- The oldest town in Indiana is called Vincennes.
- Francois Vincennes established a trading post with the original fort in 1732.
- For 13 years, Vincennes was the capital of the Indiana Territory.
Though Indiana became a U.S. state in 1816, the land was settled long before then. Native American peoples inhabited the land as far back as 8,000 BC. Europeans first came to the land in the late 17th century as French fur traders set up outposts after discovering a route from the Great Lakes.
So, what is the oldest extant town in Indiana?
The Oldest Town in Indiana
The oldest European town still in existence is Vincennes, IN. Before the French arrived, the land was inhabited by the Potawatomi, Shawnee, Wyandotte, Piankaska, Delaware, and Miami peoples. When the French arrived in Indiana, a Canadian soldier and explorer, Francois Vincennes, established a trading post with a fort in 1732.
Since its founding in 1732, Vincennes has undergone several changes in governance. After the French and Indian War ended in 1763, the Fort at Vincennes was under British control. After America’s Revolutionary War, Vincennes became part of what was known as the Northwest Territory.
For part of that time (1800 to 1813), Vincennes was the capital of the Indiana Territory. In 1813, the capital was moved to Corydon. Indiana achieved statehood in 1816. Vincennes was the site for several Indiana firsts: the first Catholic church, first county, first newspaper, and first bank, among others.

**Dataset content**
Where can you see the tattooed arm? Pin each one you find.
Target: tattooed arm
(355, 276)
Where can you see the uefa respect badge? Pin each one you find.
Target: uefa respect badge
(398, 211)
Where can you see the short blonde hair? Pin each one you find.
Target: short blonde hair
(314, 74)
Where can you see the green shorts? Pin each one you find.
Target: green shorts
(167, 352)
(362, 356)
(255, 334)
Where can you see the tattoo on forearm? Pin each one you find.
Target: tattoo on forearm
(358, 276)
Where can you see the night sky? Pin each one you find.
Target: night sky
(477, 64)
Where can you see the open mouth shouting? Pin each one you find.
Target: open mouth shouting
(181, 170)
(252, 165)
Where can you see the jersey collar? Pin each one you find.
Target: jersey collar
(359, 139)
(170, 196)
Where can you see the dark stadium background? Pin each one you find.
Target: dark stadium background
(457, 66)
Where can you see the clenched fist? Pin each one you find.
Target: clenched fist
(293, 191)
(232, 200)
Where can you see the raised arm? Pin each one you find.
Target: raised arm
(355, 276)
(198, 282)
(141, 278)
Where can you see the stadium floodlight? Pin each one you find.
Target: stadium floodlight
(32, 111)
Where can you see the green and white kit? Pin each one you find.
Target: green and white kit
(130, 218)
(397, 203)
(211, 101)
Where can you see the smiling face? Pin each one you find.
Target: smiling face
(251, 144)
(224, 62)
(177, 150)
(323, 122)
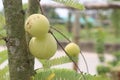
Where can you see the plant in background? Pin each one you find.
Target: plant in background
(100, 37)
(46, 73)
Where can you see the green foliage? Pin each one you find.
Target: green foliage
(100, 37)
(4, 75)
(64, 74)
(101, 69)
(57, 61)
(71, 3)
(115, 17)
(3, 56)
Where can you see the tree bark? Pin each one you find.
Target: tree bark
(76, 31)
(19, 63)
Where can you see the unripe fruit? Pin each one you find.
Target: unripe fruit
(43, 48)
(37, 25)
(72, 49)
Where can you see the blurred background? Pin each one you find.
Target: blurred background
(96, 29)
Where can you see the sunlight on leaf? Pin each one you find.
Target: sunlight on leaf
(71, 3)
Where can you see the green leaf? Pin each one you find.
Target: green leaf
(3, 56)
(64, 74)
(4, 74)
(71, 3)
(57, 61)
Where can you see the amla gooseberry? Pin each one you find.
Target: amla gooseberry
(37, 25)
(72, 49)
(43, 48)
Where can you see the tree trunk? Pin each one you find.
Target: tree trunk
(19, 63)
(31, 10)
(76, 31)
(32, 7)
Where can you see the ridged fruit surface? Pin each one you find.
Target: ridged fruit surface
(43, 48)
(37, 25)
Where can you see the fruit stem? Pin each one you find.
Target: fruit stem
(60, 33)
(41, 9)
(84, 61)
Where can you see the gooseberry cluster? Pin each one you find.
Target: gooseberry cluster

* * *

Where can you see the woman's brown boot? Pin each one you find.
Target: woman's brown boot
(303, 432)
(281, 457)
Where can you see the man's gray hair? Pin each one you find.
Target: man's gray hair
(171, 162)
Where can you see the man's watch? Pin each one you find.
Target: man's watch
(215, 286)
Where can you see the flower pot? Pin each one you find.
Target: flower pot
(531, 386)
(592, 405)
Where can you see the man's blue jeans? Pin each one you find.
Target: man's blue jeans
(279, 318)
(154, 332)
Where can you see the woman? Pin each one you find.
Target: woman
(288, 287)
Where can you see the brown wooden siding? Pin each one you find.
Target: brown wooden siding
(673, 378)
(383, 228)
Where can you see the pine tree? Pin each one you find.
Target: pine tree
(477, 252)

**Required work**
Reproduce the passage on Vincennes word for word from "- The oldest" to "the Great Lakes.".

**Exercise output**
- The oldest town in Indiana is called Vincennes.
- Francois Vincennes established a trading post with the original fort in 1732.
- For 13 years, Vincennes was the capital of the Indiana Territory.
Though Indiana became a U.S. state in 1816, the land was settled long before then. Native American peoples inhabited the land as far back as 8,000 BC. Europeans first came to the land in the late 17th century as French fur traders set up outposts after discovering a route from the Great Lakes.